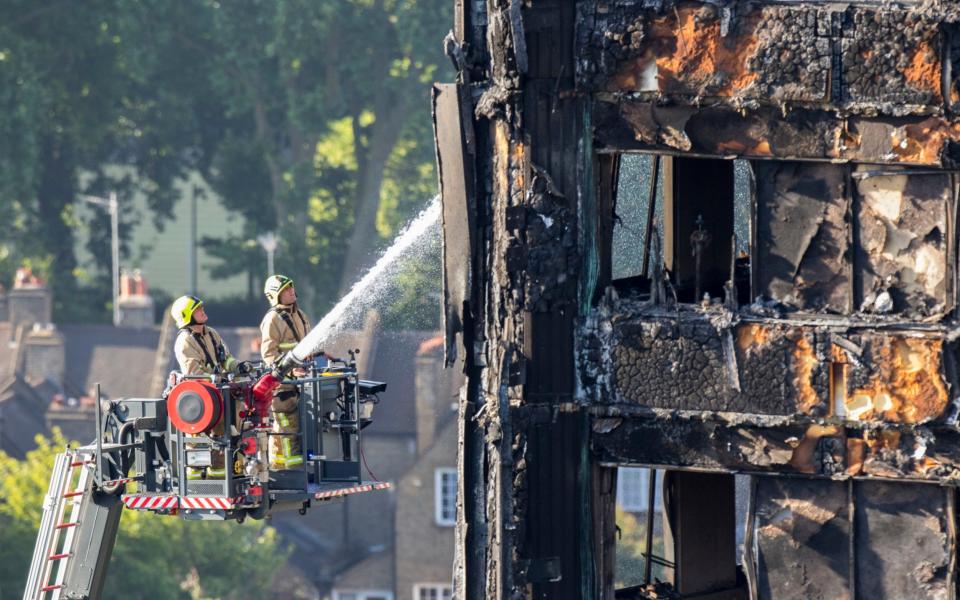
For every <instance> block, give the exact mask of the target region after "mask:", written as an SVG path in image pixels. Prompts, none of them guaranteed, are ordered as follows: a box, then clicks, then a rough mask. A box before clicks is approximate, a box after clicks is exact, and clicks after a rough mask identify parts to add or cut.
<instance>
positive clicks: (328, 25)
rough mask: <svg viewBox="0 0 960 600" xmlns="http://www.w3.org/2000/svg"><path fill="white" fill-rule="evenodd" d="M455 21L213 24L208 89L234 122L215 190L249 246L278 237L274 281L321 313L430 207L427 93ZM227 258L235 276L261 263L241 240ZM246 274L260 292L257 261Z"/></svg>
mask: <svg viewBox="0 0 960 600" xmlns="http://www.w3.org/2000/svg"><path fill="white" fill-rule="evenodd" d="M450 7H451V5H450V3H449V2H447V1H446V0H428V1H423V0H372V1H370V0H349V1H343V2H337V3H324V2H314V1H312V0H285V1H279V2H255V1H246V2H232V3H222V4H217V7H216V8H215V9H211V11H210V12H211V31H212V34H211V40H210V43H211V46H210V50H209V51H210V53H211V54H212V55H213V56H215V57H216V58H215V60H214V66H213V69H212V71H211V73H210V77H211V78H212V80H213V81H214V85H215V86H216V88H217V89H218V90H219V93H220V95H221V96H222V97H223V98H225V99H226V102H227V107H228V108H227V110H228V112H229V114H231V115H234V116H235V117H236V121H235V122H234V123H233V124H232V125H231V129H230V131H229V133H228V135H227V136H225V137H224V139H223V141H222V143H221V145H220V146H219V148H218V150H217V153H216V156H215V158H214V163H215V165H216V166H217V169H216V171H215V172H214V173H212V179H213V182H214V186H215V189H217V191H218V192H219V193H220V194H221V195H222V196H223V198H224V201H225V202H226V203H227V205H228V206H229V207H231V208H232V209H234V210H236V211H238V212H239V213H241V214H243V215H244V217H245V218H246V223H247V226H246V230H245V231H244V233H243V237H244V238H245V239H252V238H253V237H254V236H255V235H256V234H257V233H260V232H263V231H266V230H268V229H275V230H277V231H278V233H279V234H280V239H281V247H280V249H279V250H278V253H277V268H278V269H280V270H281V271H284V272H286V273H288V274H290V275H292V276H294V277H296V278H297V279H298V281H299V282H300V284H301V285H300V288H301V291H303V292H305V294H303V295H304V296H306V300H307V304H312V306H313V308H314V309H315V310H316V309H321V308H323V307H325V306H328V305H329V304H330V303H331V302H332V301H333V300H334V299H335V298H336V297H337V295H338V292H342V291H344V289H345V288H346V287H347V286H348V285H349V284H350V283H351V282H352V281H353V280H354V279H355V278H356V276H357V275H358V274H359V271H360V269H361V268H362V266H364V265H365V264H367V263H369V262H371V261H372V259H373V257H374V255H373V252H374V251H375V250H376V248H377V247H378V246H379V245H380V244H382V243H383V241H384V240H386V239H387V238H389V237H390V236H392V234H393V233H395V232H396V229H397V228H398V227H399V225H400V224H402V223H403V222H404V221H406V219H407V218H408V217H409V216H410V215H411V213H413V212H415V211H416V210H417V209H418V208H419V207H421V206H422V204H423V203H424V202H425V201H426V200H428V199H429V198H430V197H431V196H433V195H434V194H435V193H436V177H435V174H434V167H433V162H434V154H433V144H432V133H431V130H430V127H431V126H430V109H429V84H430V82H431V81H432V80H433V79H434V78H435V77H437V76H439V75H440V71H441V65H445V64H446V59H445V58H444V57H443V55H442V52H441V45H440V40H441V39H442V37H443V35H444V33H445V32H446V30H447V28H448V27H449V23H450V20H451V14H450ZM210 243H211V244H217V242H213V241H210ZM219 245H220V246H221V247H222V250H221V251H220V252H219V254H221V255H223V256H224V257H225V258H227V257H229V258H227V260H229V261H232V262H234V263H236V261H238V260H254V257H255V255H256V254H257V252H256V249H255V248H254V249H253V251H252V255H253V256H247V255H244V254H243V253H242V252H240V250H241V249H242V248H244V245H243V240H226V241H223V242H219ZM247 248H249V246H247ZM248 252H249V250H248ZM247 264H248V265H250V266H249V268H251V269H253V270H255V271H256V272H258V273H259V277H258V279H259V278H262V276H263V271H262V265H263V260H262V258H256V260H255V262H253V263H252V264H251V263H249V262H248V263H247ZM236 270H237V269H236V268H233V269H228V270H227V272H231V273H234V272H236Z"/></svg>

--*--

Please write out the listing again with every "rough mask" swapped for "coarse mask", changing nothing else, and leave the pictures out.

For every <instance> block, give the exact mask of the target region after "mask:", written as an SVG path in image pixels. Prompts, none of them guaranteed, are ordered as follows: a box, then clicks, then a coarse mask. A box before clicks is approximate, a box after clicks is exact, and clicks after a coarse mask identify parts to add or cut.
<instance>
positive clicks: (328, 25)
coarse mask: <svg viewBox="0 0 960 600" xmlns="http://www.w3.org/2000/svg"><path fill="white" fill-rule="evenodd" d="M455 21L213 24L208 89L234 122L215 190L249 246L278 237L274 281L321 313L430 207L427 93ZM227 258L235 276L261 263L241 240ZM246 274L260 292L257 261Z"/></svg>
mask: <svg viewBox="0 0 960 600" xmlns="http://www.w3.org/2000/svg"><path fill="white" fill-rule="evenodd" d="M450 7H451V5H450V3H449V2H447V1H446V0H428V1H423V0H372V1H370V0H349V1H343V2H337V3H324V2H314V1H312V0H285V1H279V2H255V1H246V2H232V3H222V4H217V7H216V8H215V9H211V11H210V12H211V31H212V34H211V40H210V43H211V46H210V50H209V51H210V53H211V54H212V55H213V56H215V57H216V58H215V60H214V66H213V69H212V71H211V73H210V77H211V78H212V80H213V81H214V85H215V86H216V88H217V89H218V90H219V93H220V95H221V96H222V97H223V98H225V99H226V102H227V107H228V108H227V110H228V112H229V114H231V115H234V116H235V117H236V121H235V122H234V123H233V124H232V125H231V129H230V131H229V133H228V135H227V136H225V137H224V139H223V141H222V143H221V145H220V146H219V148H218V150H217V153H216V156H215V158H214V163H215V165H216V166H217V169H216V171H215V172H214V173H212V179H213V182H214V186H215V189H217V191H218V192H219V193H220V194H221V195H222V196H223V198H224V201H225V202H226V203H227V205H228V206H229V207H231V208H232V209H234V210H236V211H238V212H239V213H241V214H243V215H244V217H245V218H246V223H247V226H246V230H245V231H244V233H243V237H244V238H245V239H252V238H253V237H254V236H255V235H256V234H257V233H260V232H263V231H266V230H268V229H275V230H277V231H278V233H279V234H280V239H281V247H280V249H279V250H278V253H277V268H278V269H280V270H281V271H284V272H286V273H288V274H290V275H292V276H294V277H296V278H297V279H298V281H299V282H300V284H301V285H300V288H301V291H303V292H305V294H303V295H304V296H306V300H307V304H312V306H313V308H314V309H315V310H316V309H321V308H323V307H325V306H328V305H329V304H330V303H331V302H332V301H333V300H334V299H335V298H336V297H337V295H338V292H342V291H344V289H345V288H346V287H347V286H348V285H349V284H350V283H351V282H352V281H353V280H354V279H355V278H356V276H357V275H358V274H359V271H360V269H361V268H362V266H364V265H365V264H367V263H369V262H371V261H372V259H373V257H374V255H373V252H374V251H375V250H376V248H377V247H378V246H379V245H380V244H382V243H383V241H384V240H386V239H387V238H389V237H390V236H392V234H393V233H395V232H396V229H397V228H398V227H399V225H400V224H402V223H403V222H404V221H406V219H407V218H408V217H409V216H410V215H411V213H413V212H415V211H416V210H417V209H418V208H419V207H421V206H422V204H423V203H424V202H425V201H426V200H428V199H429V198H430V197H431V196H433V195H434V194H435V193H436V177H435V174H434V167H433V162H434V154H433V144H432V133H431V130H430V127H431V126H430V109H429V84H430V82H431V81H432V80H433V79H434V78H435V77H437V76H439V75H440V71H441V65H445V64H446V59H445V58H444V57H443V55H442V52H441V45H440V40H441V39H442V37H443V35H444V33H445V32H446V30H447V28H448V27H449V23H450V20H451V14H450ZM210 243H211V244H217V242H213V241H210ZM219 245H220V246H221V247H222V250H221V251H220V252H219V254H221V255H223V256H224V257H225V258H227V257H229V258H227V260H229V261H232V262H234V263H236V261H238V260H254V257H255V255H256V254H257V252H256V249H255V248H254V249H253V251H252V255H253V256H247V255H244V254H243V253H242V252H240V250H241V249H242V248H244V245H243V240H226V241H223V242H219ZM247 248H249V246H247ZM248 252H249V250H248ZM247 264H248V265H250V266H249V268H251V269H253V270H255V271H256V272H258V273H259V277H258V279H259V278H262V276H263V271H262V265H263V260H262V258H256V260H255V262H253V263H252V264H251V263H249V262H248V263H247ZM236 270H237V269H236V268H233V269H228V270H227V272H231V273H234V272H236Z"/></svg>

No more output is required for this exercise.